═══ Data entries
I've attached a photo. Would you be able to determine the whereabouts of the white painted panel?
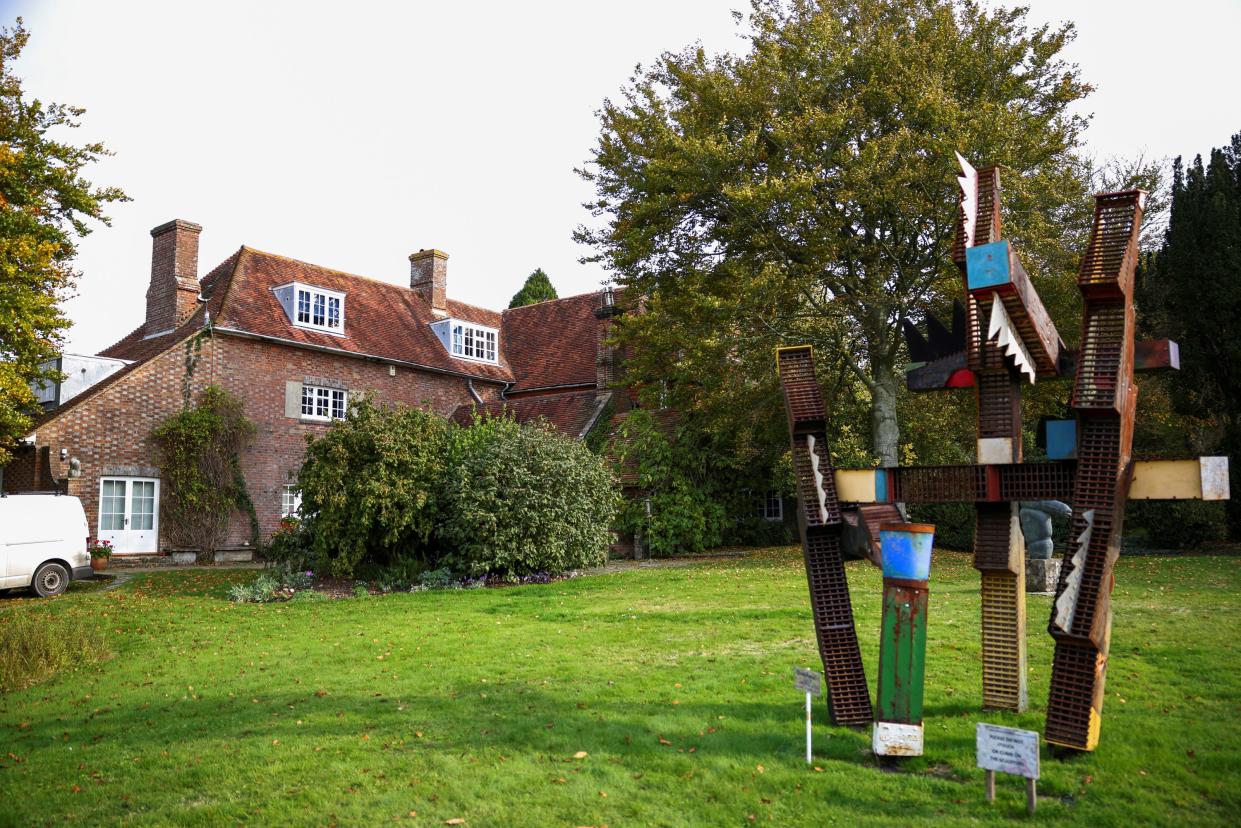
[978,437,1013,466]
[1198,457,1230,500]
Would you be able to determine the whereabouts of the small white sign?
[793,667,823,695]
[978,722,1039,780]
[870,721,922,756]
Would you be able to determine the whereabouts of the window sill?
[298,415,344,426]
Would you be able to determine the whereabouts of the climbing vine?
[151,384,259,560]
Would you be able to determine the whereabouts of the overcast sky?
[7,0,1241,353]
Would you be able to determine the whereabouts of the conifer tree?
[509,267,558,308]
[1138,133,1241,538]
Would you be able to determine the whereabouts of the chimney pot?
[410,248,448,317]
[145,218,202,336]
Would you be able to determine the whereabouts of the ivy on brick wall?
[151,385,259,560]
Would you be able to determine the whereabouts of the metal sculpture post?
[776,345,872,726]
[779,156,1229,751]
[1044,190,1145,750]
[871,523,934,756]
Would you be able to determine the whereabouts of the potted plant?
[86,538,112,572]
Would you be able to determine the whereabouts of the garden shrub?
[611,408,728,557]
[151,385,258,560]
[441,418,617,576]
[0,612,110,693]
[298,398,452,577]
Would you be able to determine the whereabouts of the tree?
[1138,133,1241,538]
[509,267,558,308]
[0,17,128,464]
[298,397,453,577]
[576,0,1091,464]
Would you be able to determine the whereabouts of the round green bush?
[441,418,617,577]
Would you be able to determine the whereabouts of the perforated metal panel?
[777,348,874,725]
[803,529,874,725]
[982,570,1028,711]
[1045,191,1144,750]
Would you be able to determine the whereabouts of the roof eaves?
[211,328,513,385]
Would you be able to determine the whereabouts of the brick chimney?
[410,250,448,317]
[145,218,202,336]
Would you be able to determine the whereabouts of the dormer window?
[273,282,345,335]
[431,319,499,364]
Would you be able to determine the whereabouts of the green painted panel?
[876,586,928,724]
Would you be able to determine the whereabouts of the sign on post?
[977,722,1039,813]
[793,667,823,765]
[793,667,823,695]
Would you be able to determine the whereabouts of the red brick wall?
[5,334,500,547]
[213,336,500,542]
[26,332,215,542]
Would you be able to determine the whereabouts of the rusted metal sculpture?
[776,345,872,726]
[781,156,1229,751]
[1044,190,1145,750]
[871,523,934,756]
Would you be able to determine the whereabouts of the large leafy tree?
[509,267,558,308]
[0,17,127,463]
[577,0,1090,464]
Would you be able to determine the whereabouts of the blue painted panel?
[965,241,1013,290]
[1047,420,1077,461]
[879,529,934,581]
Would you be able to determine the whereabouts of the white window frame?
[448,319,500,365]
[280,483,302,518]
[755,489,784,523]
[302,385,349,422]
[273,282,345,336]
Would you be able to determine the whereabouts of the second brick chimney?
[145,218,202,336]
[410,250,448,317]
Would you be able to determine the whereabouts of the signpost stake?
[977,722,1039,813]
[805,693,814,765]
[793,667,824,765]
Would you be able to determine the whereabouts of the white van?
[0,492,92,598]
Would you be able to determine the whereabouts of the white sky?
[7,0,1241,353]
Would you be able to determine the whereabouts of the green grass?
[0,549,1241,828]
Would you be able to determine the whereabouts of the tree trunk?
[870,365,901,467]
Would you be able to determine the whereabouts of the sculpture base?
[1025,557,1060,595]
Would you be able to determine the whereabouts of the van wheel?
[30,561,69,598]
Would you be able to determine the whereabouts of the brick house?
[0,220,628,554]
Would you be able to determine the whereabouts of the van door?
[99,477,159,555]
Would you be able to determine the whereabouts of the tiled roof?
[215,247,513,382]
[452,391,608,437]
[501,293,599,392]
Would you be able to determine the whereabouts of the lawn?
[0,549,1241,828]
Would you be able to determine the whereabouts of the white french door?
[99,477,159,555]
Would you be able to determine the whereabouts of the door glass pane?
[99,480,125,531]
[129,480,155,530]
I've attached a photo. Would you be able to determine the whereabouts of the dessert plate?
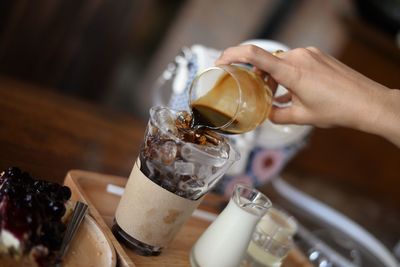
[63,215,117,267]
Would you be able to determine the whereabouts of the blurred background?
[0,0,400,264]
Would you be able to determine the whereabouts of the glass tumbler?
[190,184,271,267]
[189,65,272,134]
[242,207,297,267]
[112,107,239,255]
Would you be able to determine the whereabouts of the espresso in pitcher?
[190,65,271,134]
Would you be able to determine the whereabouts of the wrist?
[361,88,400,147]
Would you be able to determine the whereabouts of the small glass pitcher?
[190,184,272,267]
[189,65,272,134]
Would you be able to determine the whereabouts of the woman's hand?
[216,45,400,146]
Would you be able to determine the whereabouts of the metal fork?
[55,201,88,267]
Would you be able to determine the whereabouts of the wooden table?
[0,76,400,258]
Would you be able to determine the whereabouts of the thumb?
[269,106,296,124]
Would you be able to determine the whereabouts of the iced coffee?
[113,107,238,255]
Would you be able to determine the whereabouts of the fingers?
[269,106,296,124]
[274,93,292,104]
[215,45,280,74]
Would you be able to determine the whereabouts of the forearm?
[361,89,400,148]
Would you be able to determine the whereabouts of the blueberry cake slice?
[0,167,72,266]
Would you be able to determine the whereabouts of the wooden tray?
[64,170,312,267]
[63,216,117,267]
[64,170,223,267]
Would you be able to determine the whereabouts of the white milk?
[191,199,260,267]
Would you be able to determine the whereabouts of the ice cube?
[156,108,178,134]
[181,143,226,166]
[196,165,212,180]
[179,179,206,191]
[174,160,194,176]
[158,141,178,165]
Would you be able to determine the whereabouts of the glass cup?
[189,65,272,134]
[113,107,239,255]
[190,184,271,267]
[241,207,297,267]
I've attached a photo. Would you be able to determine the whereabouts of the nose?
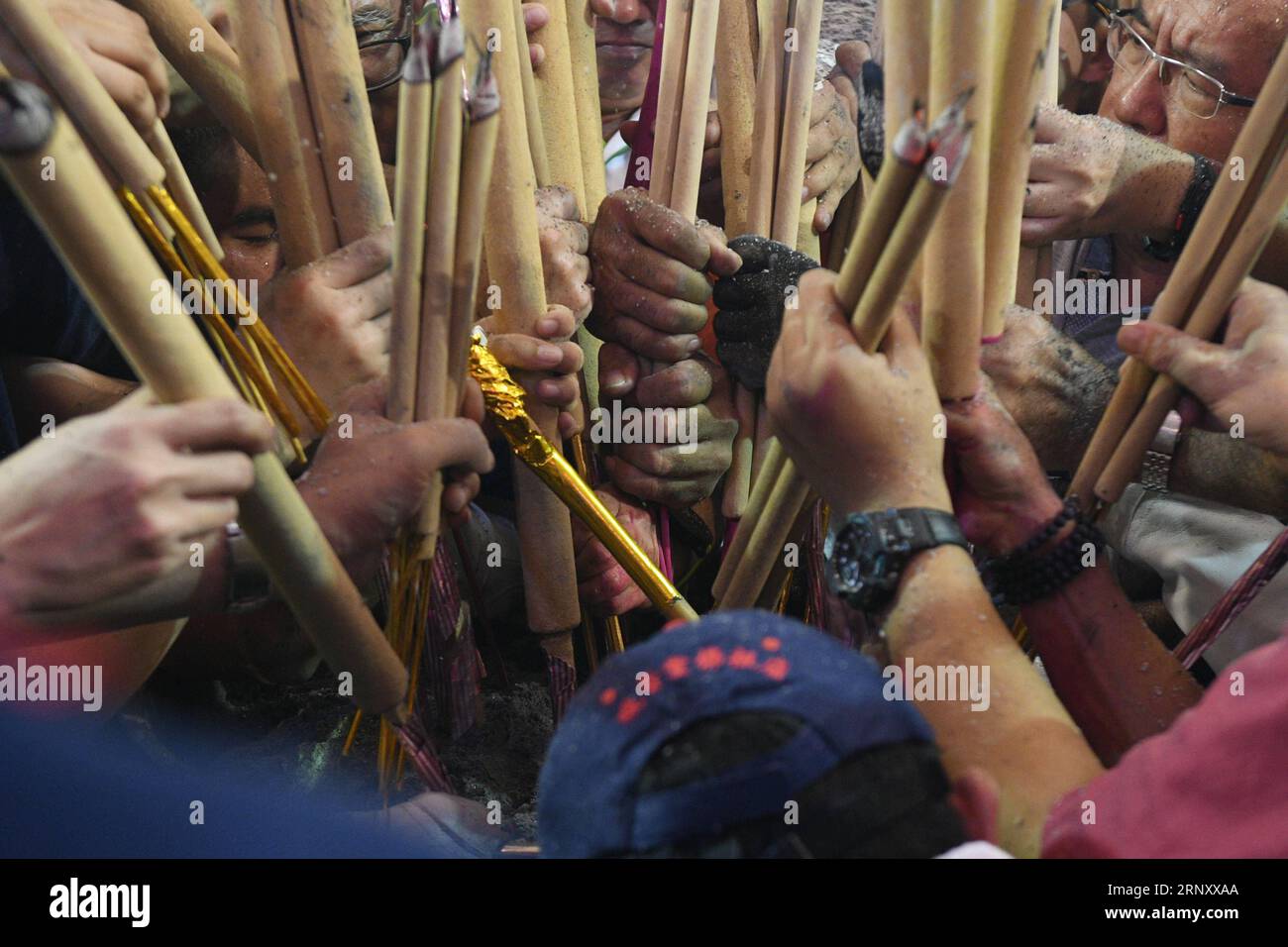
[590,0,653,23]
[1113,61,1167,138]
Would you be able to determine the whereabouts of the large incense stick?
[416,17,465,559]
[121,0,259,161]
[770,0,823,248]
[290,0,393,245]
[921,0,994,401]
[984,0,1060,340]
[648,0,693,207]
[463,0,581,641]
[229,0,340,269]
[0,0,164,193]
[3,94,407,715]
[530,0,587,217]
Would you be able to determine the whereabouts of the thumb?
[599,342,640,398]
[1118,322,1234,402]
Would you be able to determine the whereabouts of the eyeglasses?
[1094,3,1256,119]
[358,34,411,93]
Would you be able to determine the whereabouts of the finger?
[635,359,715,408]
[172,451,255,498]
[698,220,742,275]
[599,342,640,398]
[85,29,170,124]
[632,200,711,270]
[1118,322,1237,394]
[175,497,237,540]
[419,417,496,473]
[536,374,581,408]
[488,333,576,371]
[597,281,711,332]
[533,305,577,342]
[309,224,394,290]
[155,398,273,454]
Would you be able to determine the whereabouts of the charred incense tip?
[434,17,465,77]
[465,53,501,121]
[0,77,54,155]
[924,121,975,188]
[890,117,930,164]
[403,30,438,84]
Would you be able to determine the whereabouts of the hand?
[765,269,952,515]
[590,344,738,509]
[296,382,493,585]
[0,399,273,614]
[1118,279,1288,456]
[980,305,1118,471]
[259,227,394,411]
[523,0,550,68]
[1020,106,1194,246]
[804,78,862,233]
[537,185,595,326]
[478,305,584,438]
[572,487,660,617]
[0,0,170,134]
[590,188,742,362]
[943,377,1063,556]
[713,233,818,391]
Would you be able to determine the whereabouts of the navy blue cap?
[537,612,934,858]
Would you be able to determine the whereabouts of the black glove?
[713,235,818,391]
[858,59,885,180]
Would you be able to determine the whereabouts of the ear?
[948,767,1001,844]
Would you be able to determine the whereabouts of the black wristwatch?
[823,509,967,613]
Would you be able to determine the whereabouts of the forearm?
[1021,561,1203,766]
[1169,430,1288,518]
[885,546,1102,856]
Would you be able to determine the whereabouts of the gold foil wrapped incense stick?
[471,333,698,621]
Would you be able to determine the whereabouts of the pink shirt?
[1042,638,1288,858]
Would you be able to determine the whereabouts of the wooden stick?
[0,97,407,714]
[288,0,393,246]
[984,0,1060,340]
[747,0,791,237]
[1069,46,1288,510]
[0,0,164,194]
[648,0,693,207]
[921,0,994,401]
[385,31,434,424]
[416,17,465,559]
[669,0,720,220]
[567,0,608,216]
[530,0,587,218]
[147,119,224,261]
[1096,142,1288,502]
[463,0,581,644]
[229,0,340,269]
[514,3,554,187]
[770,0,823,248]
[1015,4,1064,309]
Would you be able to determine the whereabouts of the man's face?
[591,0,657,115]
[1100,0,1288,161]
[349,0,412,164]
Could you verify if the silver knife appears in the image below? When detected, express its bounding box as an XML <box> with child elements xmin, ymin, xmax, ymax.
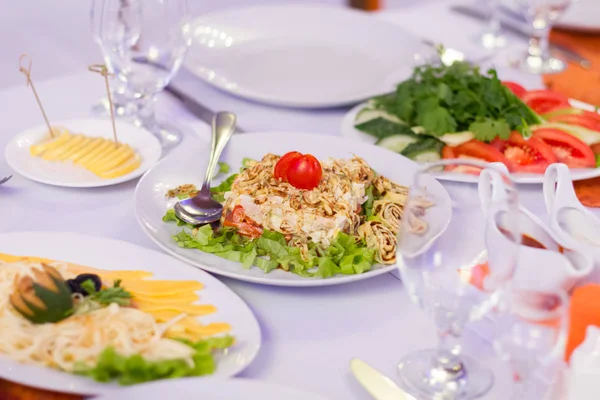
<box><xmin>450</xmin><ymin>4</ymin><xmax>592</xmax><ymax>69</ymax></box>
<box><xmin>165</xmin><ymin>85</ymin><xmax>245</xmax><ymax>133</ymax></box>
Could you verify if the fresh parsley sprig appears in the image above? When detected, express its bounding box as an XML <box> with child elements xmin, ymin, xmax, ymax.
<box><xmin>81</xmin><ymin>279</ymin><xmax>131</xmax><ymax>307</ymax></box>
<box><xmin>374</xmin><ymin>62</ymin><xmax>541</xmax><ymax>142</ymax></box>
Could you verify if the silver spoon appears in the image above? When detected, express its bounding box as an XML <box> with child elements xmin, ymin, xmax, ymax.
<box><xmin>174</xmin><ymin>111</ymin><xmax>236</xmax><ymax>225</ymax></box>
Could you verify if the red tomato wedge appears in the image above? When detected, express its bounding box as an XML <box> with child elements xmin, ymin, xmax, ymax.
<box><xmin>521</xmin><ymin>90</ymin><xmax>571</xmax><ymax>114</ymax></box>
<box><xmin>442</xmin><ymin>140</ymin><xmax>512</xmax><ymax>175</ymax></box>
<box><xmin>502</xmin><ymin>81</ymin><xmax>527</xmax><ymax>98</ymax></box>
<box><xmin>273</xmin><ymin>151</ymin><xmax>302</xmax><ymax>182</ymax></box>
<box><xmin>532</xmin><ymin>128</ymin><xmax>596</xmax><ymax>168</ymax></box>
<box><xmin>547</xmin><ymin>110</ymin><xmax>600</xmax><ymax>132</ymax></box>
<box><xmin>273</xmin><ymin>151</ymin><xmax>323</xmax><ymax>190</ymax></box>
<box><xmin>223</xmin><ymin>206</ymin><xmax>262</xmax><ymax>239</ymax></box>
<box><xmin>491</xmin><ymin>131</ymin><xmax>558</xmax><ymax>174</ymax></box>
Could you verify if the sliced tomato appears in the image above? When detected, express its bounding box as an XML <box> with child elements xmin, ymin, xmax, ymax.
<box><xmin>273</xmin><ymin>151</ymin><xmax>302</xmax><ymax>182</ymax></box>
<box><xmin>521</xmin><ymin>90</ymin><xmax>571</xmax><ymax>114</ymax></box>
<box><xmin>502</xmin><ymin>81</ymin><xmax>527</xmax><ymax>98</ymax></box>
<box><xmin>532</xmin><ymin>128</ymin><xmax>596</xmax><ymax>168</ymax></box>
<box><xmin>287</xmin><ymin>154</ymin><xmax>323</xmax><ymax>190</ymax></box>
<box><xmin>442</xmin><ymin>140</ymin><xmax>512</xmax><ymax>175</ymax></box>
<box><xmin>548</xmin><ymin>110</ymin><xmax>600</xmax><ymax>132</ymax></box>
<box><xmin>223</xmin><ymin>206</ymin><xmax>262</xmax><ymax>239</ymax></box>
<box><xmin>491</xmin><ymin>132</ymin><xmax>558</xmax><ymax>174</ymax></box>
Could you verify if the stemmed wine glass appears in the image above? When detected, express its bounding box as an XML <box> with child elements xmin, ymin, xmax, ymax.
<box><xmin>475</xmin><ymin>0</ymin><xmax>506</xmax><ymax>50</ymax></box>
<box><xmin>492</xmin><ymin>288</ymin><xmax>569</xmax><ymax>400</ymax></box>
<box><xmin>397</xmin><ymin>160</ymin><xmax>519</xmax><ymax>399</ymax></box>
<box><xmin>92</xmin><ymin>0</ymin><xmax>192</xmax><ymax>147</ymax></box>
<box><xmin>509</xmin><ymin>0</ymin><xmax>572</xmax><ymax>74</ymax></box>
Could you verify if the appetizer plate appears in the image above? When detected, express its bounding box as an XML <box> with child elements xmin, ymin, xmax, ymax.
<box><xmin>4</xmin><ymin>119</ymin><xmax>162</xmax><ymax>188</ymax></box>
<box><xmin>135</xmin><ymin>133</ymin><xmax>451</xmax><ymax>286</ymax></box>
<box><xmin>341</xmin><ymin>100</ymin><xmax>600</xmax><ymax>184</ymax></box>
<box><xmin>96</xmin><ymin>378</ymin><xmax>326</xmax><ymax>400</ymax></box>
<box><xmin>0</xmin><ymin>232</ymin><xmax>261</xmax><ymax>395</ymax></box>
<box><xmin>184</xmin><ymin>4</ymin><xmax>425</xmax><ymax>108</ymax></box>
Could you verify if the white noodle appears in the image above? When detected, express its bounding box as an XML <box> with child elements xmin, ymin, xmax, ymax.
<box><xmin>0</xmin><ymin>262</ymin><xmax>194</xmax><ymax>372</ymax></box>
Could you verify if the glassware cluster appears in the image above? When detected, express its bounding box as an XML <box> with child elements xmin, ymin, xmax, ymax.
<box><xmin>91</xmin><ymin>0</ymin><xmax>191</xmax><ymax>147</ymax></box>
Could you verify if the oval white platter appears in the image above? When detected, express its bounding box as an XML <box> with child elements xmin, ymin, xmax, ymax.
<box><xmin>340</xmin><ymin>100</ymin><xmax>600</xmax><ymax>184</ymax></box>
<box><xmin>4</xmin><ymin>118</ymin><xmax>162</xmax><ymax>188</ymax></box>
<box><xmin>0</xmin><ymin>232</ymin><xmax>261</xmax><ymax>395</ymax></box>
<box><xmin>184</xmin><ymin>4</ymin><xmax>425</xmax><ymax>108</ymax></box>
<box><xmin>135</xmin><ymin>133</ymin><xmax>451</xmax><ymax>286</ymax></box>
<box><xmin>96</xmin><ymin>378</ymin><xmax>326</xmax><ymax>400</ymax></box>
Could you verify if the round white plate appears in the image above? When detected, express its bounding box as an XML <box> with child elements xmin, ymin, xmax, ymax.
<box><xmin>556</xmin><ymin>0</ymin><xmax>600</xmax><ymax>32</ymax></box>
<box><xmin>184</xmin><ymin>4</ymin><xmax>424</xmax><ymax>108</ymax></box>
<box><xmin>4</xmin><ymin>119</ymin><xmax>162</xmax><ymax>187</ymax></box>
<box><xmin>341</xmin><ymin>100</ymin><xmax>600</xmax><ymax>184</ymax></box>
<box><xmin>0</xmin><ymin>232</ymin><xmax>261</xmax><ymax>395</ymax></box>
<box><xmin>135</xmin><ymin>133</ymin><xmax>451</xmax><ymax>286</ymax></box>
<box><xmin>96</xmin><ymin>378</ymin><xmax>326</xmax><ymax>400</ymax></box>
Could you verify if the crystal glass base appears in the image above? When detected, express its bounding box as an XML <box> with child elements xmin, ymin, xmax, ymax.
══════
### Problem requirements:
Rewrite the lines starting with the line that contains "the tree trunk?" and going on through the line that contains "[0,220,628,554]", swapping "brick house" for "stone house". Leave everything else unchanged.

### The result:
Would you be able to determine the whereabouts of the tree trunk?
[870,365,901,467]
Would you be able to determine the whereabouts of the sculpture base?
[1025,557,1060,595]
Would you be able to determine the whereabouts of the van wheel?
[30,561,69,598]
Would you be able to determine the whereabouts of the stone house?
[0,220,628,554]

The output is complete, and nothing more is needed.